● Material supplied:

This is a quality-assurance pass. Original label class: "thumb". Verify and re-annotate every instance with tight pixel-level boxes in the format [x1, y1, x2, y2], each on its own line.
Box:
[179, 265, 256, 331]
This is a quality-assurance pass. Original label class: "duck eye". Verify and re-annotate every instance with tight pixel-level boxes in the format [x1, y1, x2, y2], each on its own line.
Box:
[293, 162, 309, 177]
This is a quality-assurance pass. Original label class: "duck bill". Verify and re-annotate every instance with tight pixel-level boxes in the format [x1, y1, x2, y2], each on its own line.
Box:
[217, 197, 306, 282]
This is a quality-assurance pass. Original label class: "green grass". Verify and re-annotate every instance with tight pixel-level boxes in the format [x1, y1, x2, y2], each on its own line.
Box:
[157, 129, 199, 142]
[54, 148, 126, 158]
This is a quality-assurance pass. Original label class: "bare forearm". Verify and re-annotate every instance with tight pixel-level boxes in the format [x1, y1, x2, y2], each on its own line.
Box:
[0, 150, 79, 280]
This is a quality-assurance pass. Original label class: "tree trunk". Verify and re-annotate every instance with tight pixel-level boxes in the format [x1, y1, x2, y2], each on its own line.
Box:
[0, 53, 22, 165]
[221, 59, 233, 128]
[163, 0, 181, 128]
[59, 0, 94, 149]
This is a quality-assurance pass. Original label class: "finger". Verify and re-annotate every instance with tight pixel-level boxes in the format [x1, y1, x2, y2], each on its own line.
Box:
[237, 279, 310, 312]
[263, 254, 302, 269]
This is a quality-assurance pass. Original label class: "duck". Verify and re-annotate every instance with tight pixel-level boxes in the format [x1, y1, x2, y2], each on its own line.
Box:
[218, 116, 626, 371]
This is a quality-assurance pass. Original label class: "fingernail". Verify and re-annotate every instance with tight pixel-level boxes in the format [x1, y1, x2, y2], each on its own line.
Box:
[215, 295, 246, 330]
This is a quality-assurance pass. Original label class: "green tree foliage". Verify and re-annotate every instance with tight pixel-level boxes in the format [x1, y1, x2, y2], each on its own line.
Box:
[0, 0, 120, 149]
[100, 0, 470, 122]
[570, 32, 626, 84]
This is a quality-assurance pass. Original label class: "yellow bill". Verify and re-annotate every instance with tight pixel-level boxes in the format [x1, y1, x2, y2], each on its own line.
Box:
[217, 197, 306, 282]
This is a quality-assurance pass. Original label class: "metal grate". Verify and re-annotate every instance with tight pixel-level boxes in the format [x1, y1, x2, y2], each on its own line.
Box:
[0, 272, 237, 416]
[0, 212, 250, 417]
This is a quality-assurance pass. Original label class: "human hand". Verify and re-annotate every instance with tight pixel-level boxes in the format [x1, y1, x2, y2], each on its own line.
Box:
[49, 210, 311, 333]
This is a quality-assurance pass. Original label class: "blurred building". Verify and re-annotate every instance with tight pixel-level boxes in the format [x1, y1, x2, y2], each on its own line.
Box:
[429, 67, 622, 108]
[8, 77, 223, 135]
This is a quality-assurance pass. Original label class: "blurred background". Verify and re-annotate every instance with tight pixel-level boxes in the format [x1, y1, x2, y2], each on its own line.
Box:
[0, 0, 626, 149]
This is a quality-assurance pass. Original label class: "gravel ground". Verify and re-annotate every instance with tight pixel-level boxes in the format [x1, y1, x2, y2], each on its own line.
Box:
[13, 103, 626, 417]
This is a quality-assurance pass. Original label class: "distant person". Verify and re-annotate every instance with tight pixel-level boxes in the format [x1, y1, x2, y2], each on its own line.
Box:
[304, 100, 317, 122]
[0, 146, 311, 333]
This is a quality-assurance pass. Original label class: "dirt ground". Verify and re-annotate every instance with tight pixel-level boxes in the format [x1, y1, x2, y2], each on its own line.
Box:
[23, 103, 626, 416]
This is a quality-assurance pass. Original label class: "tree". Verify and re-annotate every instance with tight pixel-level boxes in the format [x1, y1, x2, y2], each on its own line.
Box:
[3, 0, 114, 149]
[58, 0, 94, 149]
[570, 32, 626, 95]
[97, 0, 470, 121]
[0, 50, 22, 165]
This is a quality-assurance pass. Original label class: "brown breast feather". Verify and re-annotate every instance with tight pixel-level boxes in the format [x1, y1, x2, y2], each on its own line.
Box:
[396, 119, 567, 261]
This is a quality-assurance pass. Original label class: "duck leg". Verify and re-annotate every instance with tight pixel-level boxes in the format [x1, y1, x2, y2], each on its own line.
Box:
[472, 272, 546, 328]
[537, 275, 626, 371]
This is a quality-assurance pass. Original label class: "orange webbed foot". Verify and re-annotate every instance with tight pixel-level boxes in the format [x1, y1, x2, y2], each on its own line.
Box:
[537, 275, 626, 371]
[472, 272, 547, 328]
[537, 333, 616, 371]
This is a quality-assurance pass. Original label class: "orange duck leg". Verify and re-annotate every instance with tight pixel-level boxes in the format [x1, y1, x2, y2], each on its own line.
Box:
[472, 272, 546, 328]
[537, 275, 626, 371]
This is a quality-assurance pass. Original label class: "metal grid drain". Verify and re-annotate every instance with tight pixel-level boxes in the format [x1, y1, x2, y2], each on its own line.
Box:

● What to produce:
Copy the records word for word, from their first line through the line containing "[0, 150, 79, 280]", including that line.

● Written response:
This is a quality-assurance pass. Original label class: "thumb". Verify and re-annotate every instance with tight pixel-level boxes in the format [x1, y1, x2, y2], each on its own line.
Box:
[179, 265, 256, 331]
This is a quality-assurance pass. Original label class: "duck eye". Verify and re-annotate every instance with tight pixel-level boxes in the format [x1, y1, x2, y2], each on its own line.
Box:
[293, 162, 309, 177]
This is a quality-assurance pass. Original label class: "duck bill". Verify and re-annotate every instance with tight pixel-level boxes in the format [x1, y1, x2, y2], each on its own line.
Box:
[217, 197, 306, 282]
This is a quality-assurance pass. Original label class: "green grass". Verify and re-annotate every instance with tight pixel-level boxes in the format [x1, y1, x2, y2], each on its own line.
Box:
[157, 129, 199, 142]
[54, 148, 126, 158]
This is a quality-assurance pass. Original label class: "bare forearm". Verify and re-annotate every instance with tight pixel-level boxes in the format [x1, y1, x2, y2], each on its own line.
Box:
[0, 150, 79, 280]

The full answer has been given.